Up through the line that contains "box: [306, 254, 333, 281]", retype the entries exactly, beginning at the very first line.
== Data under study ==
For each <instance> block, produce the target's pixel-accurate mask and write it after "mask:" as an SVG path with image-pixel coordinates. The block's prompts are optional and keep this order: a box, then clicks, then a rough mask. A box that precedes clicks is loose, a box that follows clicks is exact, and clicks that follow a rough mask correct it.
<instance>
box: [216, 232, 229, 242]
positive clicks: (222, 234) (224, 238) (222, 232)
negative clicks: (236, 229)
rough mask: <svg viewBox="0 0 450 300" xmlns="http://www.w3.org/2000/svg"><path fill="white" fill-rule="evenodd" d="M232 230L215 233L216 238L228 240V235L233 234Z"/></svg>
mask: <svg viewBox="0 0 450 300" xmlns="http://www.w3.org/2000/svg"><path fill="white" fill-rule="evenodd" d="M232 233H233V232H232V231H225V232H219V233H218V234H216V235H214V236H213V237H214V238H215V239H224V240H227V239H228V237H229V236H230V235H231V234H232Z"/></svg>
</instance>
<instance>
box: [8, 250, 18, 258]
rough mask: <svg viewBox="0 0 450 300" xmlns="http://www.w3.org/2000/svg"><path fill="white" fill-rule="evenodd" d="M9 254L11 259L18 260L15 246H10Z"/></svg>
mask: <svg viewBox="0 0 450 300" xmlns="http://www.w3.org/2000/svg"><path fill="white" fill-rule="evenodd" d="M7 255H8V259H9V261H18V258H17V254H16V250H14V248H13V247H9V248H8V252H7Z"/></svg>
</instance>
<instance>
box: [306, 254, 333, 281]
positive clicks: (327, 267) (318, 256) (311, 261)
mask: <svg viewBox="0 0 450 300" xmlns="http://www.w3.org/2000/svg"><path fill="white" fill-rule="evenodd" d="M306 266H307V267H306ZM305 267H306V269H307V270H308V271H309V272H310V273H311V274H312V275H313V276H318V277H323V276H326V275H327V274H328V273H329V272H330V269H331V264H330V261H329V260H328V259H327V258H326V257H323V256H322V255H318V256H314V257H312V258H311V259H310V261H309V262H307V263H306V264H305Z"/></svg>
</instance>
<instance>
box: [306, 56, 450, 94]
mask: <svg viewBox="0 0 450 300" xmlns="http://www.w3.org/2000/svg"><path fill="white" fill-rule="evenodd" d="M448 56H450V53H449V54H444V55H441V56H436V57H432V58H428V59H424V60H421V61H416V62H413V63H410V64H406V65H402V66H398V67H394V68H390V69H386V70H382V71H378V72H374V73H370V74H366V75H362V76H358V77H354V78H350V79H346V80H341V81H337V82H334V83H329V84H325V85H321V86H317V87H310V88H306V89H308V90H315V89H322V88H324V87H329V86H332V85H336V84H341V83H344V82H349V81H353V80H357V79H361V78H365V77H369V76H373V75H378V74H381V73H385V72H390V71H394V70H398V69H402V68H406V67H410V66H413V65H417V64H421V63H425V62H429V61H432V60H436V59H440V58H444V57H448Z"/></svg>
===
» Exercise response:
For each <instance> block, produce the target's pixel-accurate mask and write it after "mask:" as an SVG path with image-pixel coordinates. The block's prompts are optional and keep this order: a box, then clicks, then a rough mask. A box that precedes clicks is loose, a box that follows clicks is exact, and clicks that follow a rough mask correct it.
<instance>
box: [216, 232, 229, 242]
positive clicks: (222, 234) (224, 238) (222, 232)
negative clicks: (236, 229)
rough mask: <svg viewBox="0 0 450 300" xmlns="http://www.w3.org/2000/svg"><path fill="white" fill-rule="evenodd" d="M232 230L215 233L216 238L228 240V235L233 234Z"/></svg>
mask: <svg viewBox="0 0 450 300" xmlns="http://www.w3.org/2000/svg"><path fill="white" fill-rule="evenodd" d="M232 233H233V232H232V231H225V232H219V233H218V234H216V235H214V236H213V237H214V238H215V239H224V240H227V239H228V237H229V236H230V235H231V234H232Z"/></svg>
</instance>
<instance>
box: [8, 250, 18, 258]
rough mask: <svg viewBox="0 0 450 300" xmlns="http://www.w3.org/2000/svg"><path fill="white" fill-rule="evenodd" d="M9 254L11 259L18 260L15 246H10Z"/></svg>
mask: <svg viewBox="0 0 450 300" xmlns="http://www.w3.org/2000/svg"><path fill="white" fill-rule="evenodd" d="M7 255H8V259H9V261H18V258H17V254H16V250H14V248H13V247H9V248H8V252H7Z"/></svg>
</instance>
<instance>
box: [306, 254, 333, 281]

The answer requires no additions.